#### Problem statement:
From the records, return each line that has the word "hand" in it.

#### Records for the task:

....

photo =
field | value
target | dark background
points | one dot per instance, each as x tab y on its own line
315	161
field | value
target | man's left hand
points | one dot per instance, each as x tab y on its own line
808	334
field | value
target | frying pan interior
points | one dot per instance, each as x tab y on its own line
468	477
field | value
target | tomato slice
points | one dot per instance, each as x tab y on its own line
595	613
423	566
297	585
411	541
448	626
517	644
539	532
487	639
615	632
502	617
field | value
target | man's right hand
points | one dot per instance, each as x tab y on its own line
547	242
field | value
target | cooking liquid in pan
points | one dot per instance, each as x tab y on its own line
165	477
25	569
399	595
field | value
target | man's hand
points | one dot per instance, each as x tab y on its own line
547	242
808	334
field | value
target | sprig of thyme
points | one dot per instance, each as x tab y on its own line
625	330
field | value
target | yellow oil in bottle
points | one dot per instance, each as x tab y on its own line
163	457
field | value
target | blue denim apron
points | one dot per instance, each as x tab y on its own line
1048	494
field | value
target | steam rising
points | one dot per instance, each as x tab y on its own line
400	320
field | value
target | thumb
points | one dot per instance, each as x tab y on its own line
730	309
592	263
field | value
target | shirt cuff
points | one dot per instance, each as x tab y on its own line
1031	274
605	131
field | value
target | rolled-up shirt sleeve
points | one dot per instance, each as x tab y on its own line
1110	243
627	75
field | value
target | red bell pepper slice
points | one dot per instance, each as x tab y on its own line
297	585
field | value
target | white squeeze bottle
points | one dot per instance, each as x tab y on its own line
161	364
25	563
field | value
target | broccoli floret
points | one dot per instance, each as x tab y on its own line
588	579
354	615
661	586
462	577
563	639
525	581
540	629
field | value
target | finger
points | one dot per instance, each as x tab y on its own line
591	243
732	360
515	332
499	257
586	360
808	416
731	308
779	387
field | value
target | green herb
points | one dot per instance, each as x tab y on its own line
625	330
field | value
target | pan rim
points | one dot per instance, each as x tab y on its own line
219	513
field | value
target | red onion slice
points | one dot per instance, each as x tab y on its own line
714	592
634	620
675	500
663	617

....

#### Output of the task:
target | man's left hand
target | man's right hand
target | man's hand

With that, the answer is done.